** WHAT YOU ARE ASKED TO DO **
Of the records below, reproduce only the span that opens with the line containing "# sample shape, e.g. [[212, 230]]" and closes with the last line.

** INFORMATION SHOWN **
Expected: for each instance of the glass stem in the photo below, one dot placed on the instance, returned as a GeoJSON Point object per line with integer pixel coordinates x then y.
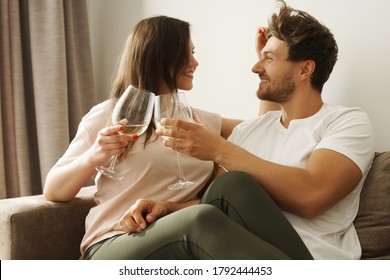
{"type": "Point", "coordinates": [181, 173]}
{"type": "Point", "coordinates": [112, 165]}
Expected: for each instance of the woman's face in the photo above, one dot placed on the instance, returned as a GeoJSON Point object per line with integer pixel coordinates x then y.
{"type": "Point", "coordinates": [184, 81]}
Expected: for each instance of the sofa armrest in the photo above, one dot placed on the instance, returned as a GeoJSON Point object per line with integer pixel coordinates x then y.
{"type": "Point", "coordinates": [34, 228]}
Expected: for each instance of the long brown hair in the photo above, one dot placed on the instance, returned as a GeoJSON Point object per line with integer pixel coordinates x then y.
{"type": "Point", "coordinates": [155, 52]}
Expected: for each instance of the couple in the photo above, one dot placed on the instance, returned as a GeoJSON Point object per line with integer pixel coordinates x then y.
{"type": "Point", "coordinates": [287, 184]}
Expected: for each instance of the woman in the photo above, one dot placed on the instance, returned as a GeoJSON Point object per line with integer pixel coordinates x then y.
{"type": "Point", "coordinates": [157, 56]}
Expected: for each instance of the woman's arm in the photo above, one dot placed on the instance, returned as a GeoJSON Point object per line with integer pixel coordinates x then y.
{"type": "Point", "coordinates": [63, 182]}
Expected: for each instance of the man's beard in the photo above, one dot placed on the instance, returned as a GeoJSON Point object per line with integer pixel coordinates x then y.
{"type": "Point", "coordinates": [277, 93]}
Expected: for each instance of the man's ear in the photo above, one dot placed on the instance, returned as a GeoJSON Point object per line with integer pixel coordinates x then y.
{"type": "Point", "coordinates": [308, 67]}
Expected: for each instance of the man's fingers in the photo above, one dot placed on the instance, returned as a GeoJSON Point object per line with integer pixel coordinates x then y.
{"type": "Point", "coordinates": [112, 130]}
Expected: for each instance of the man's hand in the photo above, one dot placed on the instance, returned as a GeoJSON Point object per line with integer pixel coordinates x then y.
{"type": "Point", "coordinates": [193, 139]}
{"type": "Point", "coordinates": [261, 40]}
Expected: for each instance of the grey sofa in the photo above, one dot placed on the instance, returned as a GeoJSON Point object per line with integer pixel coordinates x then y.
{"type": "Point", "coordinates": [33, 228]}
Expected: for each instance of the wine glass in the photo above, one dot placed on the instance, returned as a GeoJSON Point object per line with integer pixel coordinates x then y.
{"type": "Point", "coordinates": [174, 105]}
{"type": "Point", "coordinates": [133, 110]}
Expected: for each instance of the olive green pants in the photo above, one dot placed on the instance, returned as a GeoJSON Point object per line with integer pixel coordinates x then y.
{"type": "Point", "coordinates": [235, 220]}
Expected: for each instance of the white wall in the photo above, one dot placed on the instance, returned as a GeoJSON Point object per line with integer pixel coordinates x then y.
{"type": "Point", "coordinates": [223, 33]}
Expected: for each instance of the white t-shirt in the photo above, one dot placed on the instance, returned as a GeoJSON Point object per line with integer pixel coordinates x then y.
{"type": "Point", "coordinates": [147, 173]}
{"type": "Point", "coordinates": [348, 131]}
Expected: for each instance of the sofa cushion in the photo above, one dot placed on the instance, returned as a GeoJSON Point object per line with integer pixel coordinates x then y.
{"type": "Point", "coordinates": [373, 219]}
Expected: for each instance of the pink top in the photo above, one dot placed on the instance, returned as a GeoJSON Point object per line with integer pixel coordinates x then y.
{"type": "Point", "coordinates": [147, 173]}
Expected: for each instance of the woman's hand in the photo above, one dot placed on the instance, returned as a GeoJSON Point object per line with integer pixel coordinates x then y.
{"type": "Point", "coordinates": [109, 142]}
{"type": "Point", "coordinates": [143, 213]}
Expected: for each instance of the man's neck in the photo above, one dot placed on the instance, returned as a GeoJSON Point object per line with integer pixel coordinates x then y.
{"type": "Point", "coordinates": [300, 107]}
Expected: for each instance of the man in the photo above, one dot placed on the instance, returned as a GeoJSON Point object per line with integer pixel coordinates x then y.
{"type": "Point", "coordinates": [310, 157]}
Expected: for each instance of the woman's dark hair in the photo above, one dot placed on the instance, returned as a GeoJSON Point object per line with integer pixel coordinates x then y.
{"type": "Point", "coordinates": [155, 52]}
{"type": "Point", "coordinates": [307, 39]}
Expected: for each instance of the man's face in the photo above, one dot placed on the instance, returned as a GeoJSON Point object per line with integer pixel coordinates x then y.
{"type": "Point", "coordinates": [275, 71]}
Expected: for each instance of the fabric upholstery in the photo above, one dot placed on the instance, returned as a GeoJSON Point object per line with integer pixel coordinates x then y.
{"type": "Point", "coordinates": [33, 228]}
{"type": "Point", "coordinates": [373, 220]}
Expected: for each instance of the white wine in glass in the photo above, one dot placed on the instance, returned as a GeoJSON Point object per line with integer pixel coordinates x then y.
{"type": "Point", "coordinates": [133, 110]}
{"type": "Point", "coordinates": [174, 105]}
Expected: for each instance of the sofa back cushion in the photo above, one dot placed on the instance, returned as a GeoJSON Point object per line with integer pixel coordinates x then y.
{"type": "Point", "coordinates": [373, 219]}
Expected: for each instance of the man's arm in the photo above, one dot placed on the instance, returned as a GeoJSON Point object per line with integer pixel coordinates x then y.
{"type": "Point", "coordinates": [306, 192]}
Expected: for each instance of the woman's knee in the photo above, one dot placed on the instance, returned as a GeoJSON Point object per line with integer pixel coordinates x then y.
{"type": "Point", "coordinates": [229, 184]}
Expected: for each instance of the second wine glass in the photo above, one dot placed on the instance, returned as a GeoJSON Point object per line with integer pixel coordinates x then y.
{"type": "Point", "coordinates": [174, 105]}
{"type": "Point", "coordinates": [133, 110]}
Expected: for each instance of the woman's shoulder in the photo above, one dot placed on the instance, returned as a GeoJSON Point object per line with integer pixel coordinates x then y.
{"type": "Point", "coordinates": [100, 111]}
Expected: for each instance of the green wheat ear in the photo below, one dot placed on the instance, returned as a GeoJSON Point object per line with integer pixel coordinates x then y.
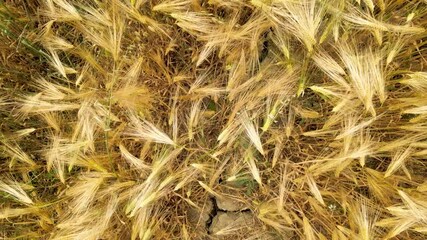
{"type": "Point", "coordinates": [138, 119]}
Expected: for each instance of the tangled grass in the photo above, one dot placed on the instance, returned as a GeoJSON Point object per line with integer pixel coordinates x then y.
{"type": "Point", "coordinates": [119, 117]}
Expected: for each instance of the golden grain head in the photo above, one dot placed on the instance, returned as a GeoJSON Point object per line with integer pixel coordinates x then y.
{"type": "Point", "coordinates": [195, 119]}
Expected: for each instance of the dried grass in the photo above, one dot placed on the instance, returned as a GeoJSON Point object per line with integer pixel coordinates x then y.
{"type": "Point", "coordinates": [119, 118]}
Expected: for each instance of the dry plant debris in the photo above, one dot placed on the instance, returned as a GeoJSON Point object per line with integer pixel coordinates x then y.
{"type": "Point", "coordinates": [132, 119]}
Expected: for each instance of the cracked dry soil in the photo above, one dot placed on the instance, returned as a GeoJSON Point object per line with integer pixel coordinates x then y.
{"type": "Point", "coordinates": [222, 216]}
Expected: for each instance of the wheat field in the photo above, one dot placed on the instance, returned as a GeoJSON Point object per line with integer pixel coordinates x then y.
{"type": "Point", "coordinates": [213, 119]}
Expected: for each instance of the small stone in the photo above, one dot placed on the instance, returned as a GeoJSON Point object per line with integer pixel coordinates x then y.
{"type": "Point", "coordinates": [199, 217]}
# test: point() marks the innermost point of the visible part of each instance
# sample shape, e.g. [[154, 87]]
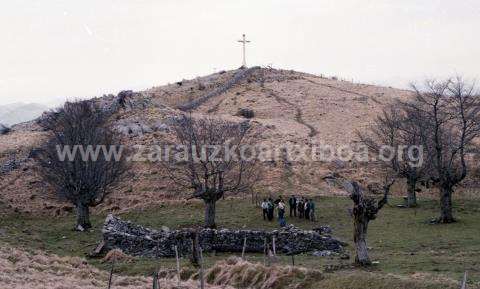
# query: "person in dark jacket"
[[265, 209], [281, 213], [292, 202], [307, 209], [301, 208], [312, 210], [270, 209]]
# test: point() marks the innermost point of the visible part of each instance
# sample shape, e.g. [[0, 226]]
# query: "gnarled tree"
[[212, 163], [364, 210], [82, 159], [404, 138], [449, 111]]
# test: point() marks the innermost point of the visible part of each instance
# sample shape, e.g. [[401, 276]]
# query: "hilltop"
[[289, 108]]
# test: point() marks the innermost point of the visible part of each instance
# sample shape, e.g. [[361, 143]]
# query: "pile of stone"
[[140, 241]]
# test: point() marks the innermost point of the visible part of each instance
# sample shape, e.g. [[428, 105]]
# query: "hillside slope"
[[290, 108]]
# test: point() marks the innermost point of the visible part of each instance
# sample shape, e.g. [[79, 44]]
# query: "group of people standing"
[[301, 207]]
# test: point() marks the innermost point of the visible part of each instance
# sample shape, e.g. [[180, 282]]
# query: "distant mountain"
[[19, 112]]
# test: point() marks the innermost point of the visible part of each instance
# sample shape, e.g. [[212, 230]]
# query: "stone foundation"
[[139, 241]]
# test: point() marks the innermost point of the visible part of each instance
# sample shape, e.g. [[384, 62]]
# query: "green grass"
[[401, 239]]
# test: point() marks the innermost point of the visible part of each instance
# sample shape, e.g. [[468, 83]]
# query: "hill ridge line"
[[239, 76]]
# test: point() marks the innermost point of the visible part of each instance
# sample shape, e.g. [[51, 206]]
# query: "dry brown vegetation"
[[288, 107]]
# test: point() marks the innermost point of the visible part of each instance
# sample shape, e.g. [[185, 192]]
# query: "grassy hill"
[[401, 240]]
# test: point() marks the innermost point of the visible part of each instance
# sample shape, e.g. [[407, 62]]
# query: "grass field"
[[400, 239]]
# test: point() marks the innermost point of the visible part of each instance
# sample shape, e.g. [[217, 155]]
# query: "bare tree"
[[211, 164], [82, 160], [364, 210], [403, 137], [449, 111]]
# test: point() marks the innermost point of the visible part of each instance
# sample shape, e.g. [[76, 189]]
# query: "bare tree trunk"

** RESULT OF THE EXERCISE **
# sample shape, e.g. [[212, 230]]
# query: "stone foundation"
[[139, 241]]
# test: point() marks the innermost point of the visible part of each instance
# sample shape, e.g. [[384, 62]]
# query: "green grass"
[[401, 239]]
# test: point() marks the innermost point of the visible part of each instance
# sample shape, e.g. [[468, 83]]
# query: "hill ridge line"
[[239, 76]]
# test: point() marks the innermost point of the visible part of each instance
# sample shape, e.g. [[51, 206]]
# query: "dry brown vegetation"
[[288, 107]]
# test: point() marks the innermost point of the visible part of each instance
# sample shape, e.g. [[185, 192]]
# query: "grassy hill"
[[401, 240]]
# test: point() marks the innermost point of the visible part of each instance
# sample shape, e.g. [[407, 62]]
# query: "grass field"
[[400, 239]]
# test: point() marks the innermost point of the visible part of each instance
# sample shape, e.g. [[217, 155]]
# query: "bare tree"
[[211, 164], [82, 160], [364, 210], [403, 137], [449, 111]]
# test: point() marks the innermost point of the visible part of each instance
# sample shape, e.g. [[76, 189]]
# query: "bare tree trunk"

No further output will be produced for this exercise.